[What you will do]:
1. In claim 3 of the patent text, according to what is the third voice signal divided into the target voice signal?
2. Print the patent text from "3. The method" up to and including "preset voice length.".

[Given text]:
——
CN-121983037-A - Man-machine interaction method, device, electronic equipment, storage medium and program product

CN121983037ACN 121983037 ACN121983037 ACN 121983037ACN-121983037-A

Abstract

The application relates to the technical field of man-machine interaction, and discloses a man-machine interaction method, a device, electronic equipment, a storage medium and a program product, wherein the method comprises the steps of obtaining an original voice signal of a driver; according to the original voice signal of the driver, determining the intention type of the target voice text, wherein the target voice text is the recognition result of the original voice signal; the technical scheme of the application solves the problems that the speech recognition accuracy of AI customer service is low and the personalized instructions of the driver cannot be responded efficiently, and improves the speech recognition accuracy and the response speed to the personalized instructions of the driver.

Inventors

XUE YANWEN

Assignees

北京白龙马云行科技有限公司

Dates

Publication Date: 20260505
Application Date: 20251217

Claims (10)

1. A human-machine interaction method, characterized in that the method comprises: Acquiring an original voice signal of a driver; determining the intention type of a target voice text according to the original voice signal of the driver, wherein the target voice text is the recognition result of the original voice signal; Extracting key information from the target voice text; Determining a user representation of the driver according to the historical operation data of the driver, the key information and the intention category; And outputting a multi-mode feedback signal to the driver according to the user portrait.
2. The method of claim 1, wherein said determining the intent class of the target speech text from the original speech signal of the driver comprises: preprocessing the original voice signal to obtain a target voice signal; performing voice recognition on the target voice signal to obtain a target voice text and recognition confidence; and determining the intention category of the target voice text according to the target voice text and the recognition confidence.
3. The method of claim 2, wherein preprocessing the original speech signal to obtain a target speech signal comprises: extracting effective voice content from the original voice signal to obtain a first voice signal; noise reduction processing is carried out on the first voice signal to obtain a second voice signal; performing signal enhancement on the second voice signal to obtain a third voice signal; and dividing the third voice signal into the target voice signal according to a preset voice length.
——
[Stored records]:
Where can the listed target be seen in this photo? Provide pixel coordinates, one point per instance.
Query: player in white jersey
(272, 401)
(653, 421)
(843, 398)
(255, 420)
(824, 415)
——
[Responses by task]:
1. A preset voice length.

2.
3. The method of claim 2, wherein preprocessing the original speech signal to obtain a target speech signal comprises: extracting effective voice content from the original voice signal to obtain a first voice signal; noise reduction processing is carried out on the first voice signal to obtain a second voice signal; performing signal enhancement on the second voice signal to obtain a third voice signal; and dividing the third voice signal into the target voice signal according to a preset voice length.